Mayor Eric Adams on Sunday said he plans to move some migrant families with children into congregate homeless shelters, a move that would be an apparent violation of the city’s right to shelter laws.
During an interview on PIX11, Adams said the move would be necessary because so many asylum seekers continue to enter the city’s care.
“We’re going to have to eventually move women and children into congregant settings,” the mayor said. “Some migrants may have to move out into these outside tents.”
The city’s right to shelter law — which Adams is fighting in court — bans the city from placing families with children in congregate shelters.
Christine Quinn, a former City Council Speaker who now heads Win, the city’s largest housing provider for homeless women and children, said mass shelter sites are “unsafe and inappropriate” for families with children.
“Think of a gymnasium full of cots — a barrack-style room full of cots — where we house people after a hurricane,” said Quinn. “It doesn’t really work that well for single, homeless people because there is often a higher level of crime — and not as much space for therapeutic or holistic intervention — in those spaces.”
Quinn noted homeless families are typically housed in units containing a private bathroom, kitchen and beds. She said the change proposed by Adams would appear to violate city law.
Adams’ comments came a day after he ordered all city agencies to slash spending by 5% beginning in November. He said the effort aims to offset the cost of the migrant crisis, which officials said would cost the city $12 billion by 2025.
Last week, the mayor said the migrant crisis “will destroy New York City.”
Officials said more than 111,500 people were in the city’s homeless shelter system — more than 59.400 of whom are asylum-seekers — as of Aug. 27. The city estimates more than 10,000 new people are entering the shelter system each month.
“We’re saying that you can come from anywhere on the globe, come to New York City and we are to food, house, clothe you for as long as you want, forever,” Adams said during his Sunday TV appearance. “That’s not realistic. It’s not sustainable. And that is what we’re seeing now. That needs to be reexamined.”

☆ ☆ ☆

→ Questions to answer:
a) Answer these questions from the article on migrant shelters:
(i) On which TV station did Adams give the interview?
(ii) By what percentage did Adams order all city agencies to cut spending?
(iii) What organization does Christine Quinn head?
b) Say whether each statement agrees with the article on migrant shelters, and quote the words that decide it.
(i) The city's right to shelter law bans placing families with children in congregate shelters.
(ii) Officials said the migrant crisis would cost the city $12 billion by 2030.
(iii) The city estimates that more than 10,000 new people enter the shelter system each year.

→ Raw data:

☆ ☆ ☆

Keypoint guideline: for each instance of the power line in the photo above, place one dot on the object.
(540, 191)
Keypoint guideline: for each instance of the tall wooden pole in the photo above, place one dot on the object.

☆ ☆ ☆

→ Solutions in order:
a)
(i) PIX11
(ii) 5%, beginning in November
(iii) Win, the city's largest housing provider for homeless women and children

b)
(i) Yes: "bans the city from placing families with children in congregate shelters"
(ii) No: "would cost the city $12 billion by 2025"
(iii) No: "more than 10,000 new people are entering the shelter system each month"